TASK REQUIREMENTS: Find each of the lines below that contains the string "fork" and copy every one of them in full.
---*---
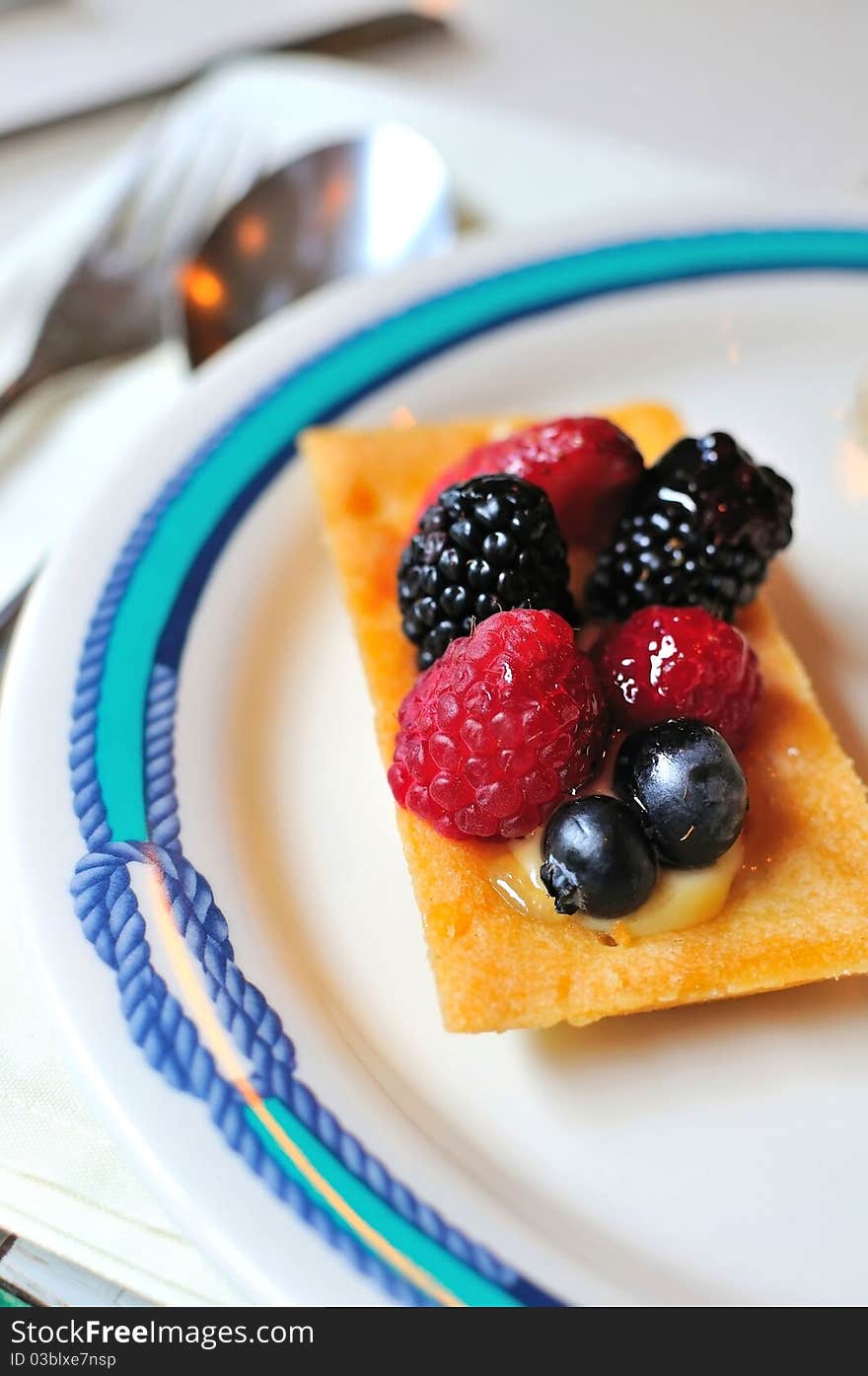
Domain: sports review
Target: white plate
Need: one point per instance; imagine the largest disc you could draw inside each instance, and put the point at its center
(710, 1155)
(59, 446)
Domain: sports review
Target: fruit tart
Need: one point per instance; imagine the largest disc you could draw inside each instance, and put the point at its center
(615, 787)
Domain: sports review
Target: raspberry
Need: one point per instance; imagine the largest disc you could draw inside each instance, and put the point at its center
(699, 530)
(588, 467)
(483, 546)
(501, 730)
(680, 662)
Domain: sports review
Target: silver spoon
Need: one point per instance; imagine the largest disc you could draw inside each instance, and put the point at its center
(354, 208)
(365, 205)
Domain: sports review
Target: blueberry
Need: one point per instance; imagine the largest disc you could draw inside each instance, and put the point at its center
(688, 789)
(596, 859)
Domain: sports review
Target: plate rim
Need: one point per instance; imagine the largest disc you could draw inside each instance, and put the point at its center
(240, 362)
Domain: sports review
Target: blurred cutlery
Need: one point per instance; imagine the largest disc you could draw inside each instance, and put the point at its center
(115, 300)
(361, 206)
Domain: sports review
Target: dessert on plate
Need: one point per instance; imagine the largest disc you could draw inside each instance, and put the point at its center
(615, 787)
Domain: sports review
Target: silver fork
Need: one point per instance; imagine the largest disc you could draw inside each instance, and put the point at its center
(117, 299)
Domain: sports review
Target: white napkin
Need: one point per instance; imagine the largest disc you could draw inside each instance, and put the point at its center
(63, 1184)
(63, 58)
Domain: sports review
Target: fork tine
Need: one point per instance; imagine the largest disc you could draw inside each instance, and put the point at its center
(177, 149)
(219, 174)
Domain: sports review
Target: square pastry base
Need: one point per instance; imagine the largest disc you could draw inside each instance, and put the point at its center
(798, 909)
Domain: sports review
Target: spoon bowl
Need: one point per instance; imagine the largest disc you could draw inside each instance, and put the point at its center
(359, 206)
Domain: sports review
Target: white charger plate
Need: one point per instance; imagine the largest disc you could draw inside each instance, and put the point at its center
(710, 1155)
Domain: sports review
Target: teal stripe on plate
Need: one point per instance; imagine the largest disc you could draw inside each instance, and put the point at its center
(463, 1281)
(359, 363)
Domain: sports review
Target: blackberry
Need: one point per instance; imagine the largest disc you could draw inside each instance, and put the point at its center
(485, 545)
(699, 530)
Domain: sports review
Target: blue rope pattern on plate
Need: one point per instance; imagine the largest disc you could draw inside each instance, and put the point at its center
---*---
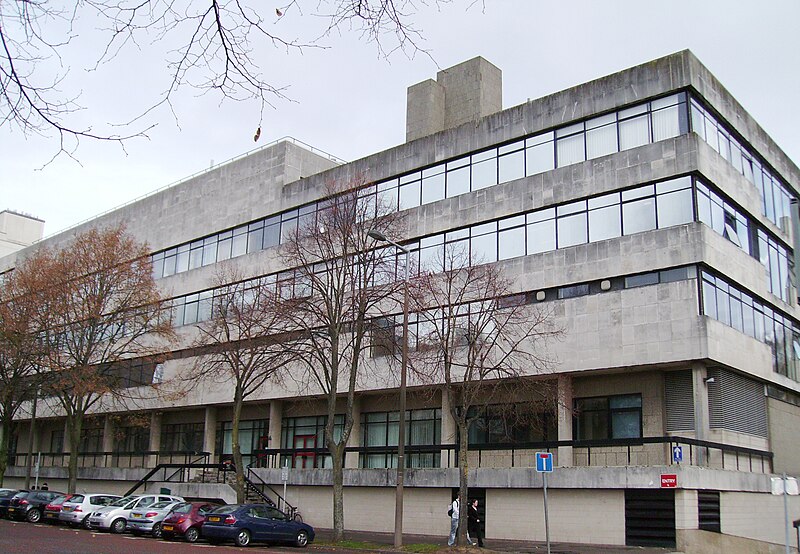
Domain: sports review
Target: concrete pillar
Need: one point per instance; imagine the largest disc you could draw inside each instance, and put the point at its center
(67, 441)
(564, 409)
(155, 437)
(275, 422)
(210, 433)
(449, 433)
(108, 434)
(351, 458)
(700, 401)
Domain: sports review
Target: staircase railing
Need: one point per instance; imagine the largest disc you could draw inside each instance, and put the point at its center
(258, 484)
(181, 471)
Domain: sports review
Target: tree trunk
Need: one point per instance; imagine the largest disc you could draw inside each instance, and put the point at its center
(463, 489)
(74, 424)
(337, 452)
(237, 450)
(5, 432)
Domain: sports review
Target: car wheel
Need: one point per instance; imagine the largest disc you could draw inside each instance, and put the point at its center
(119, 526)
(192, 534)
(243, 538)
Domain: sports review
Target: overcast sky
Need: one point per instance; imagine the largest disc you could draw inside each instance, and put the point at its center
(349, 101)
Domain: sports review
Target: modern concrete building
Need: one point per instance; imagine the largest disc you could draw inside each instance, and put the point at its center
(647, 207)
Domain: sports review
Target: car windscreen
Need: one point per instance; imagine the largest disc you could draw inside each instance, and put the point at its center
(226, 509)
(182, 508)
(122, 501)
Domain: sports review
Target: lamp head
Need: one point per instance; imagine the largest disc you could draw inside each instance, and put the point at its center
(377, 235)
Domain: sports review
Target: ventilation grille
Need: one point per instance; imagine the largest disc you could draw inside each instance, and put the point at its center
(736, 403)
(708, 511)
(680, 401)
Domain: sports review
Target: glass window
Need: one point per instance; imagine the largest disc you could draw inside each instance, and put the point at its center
---*---
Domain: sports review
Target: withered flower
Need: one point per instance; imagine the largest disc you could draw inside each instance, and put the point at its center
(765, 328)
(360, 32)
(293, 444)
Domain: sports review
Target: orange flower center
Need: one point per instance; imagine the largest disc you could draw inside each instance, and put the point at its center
---*---
FULL ANSWER:
Target: silver fork
Target: fork tine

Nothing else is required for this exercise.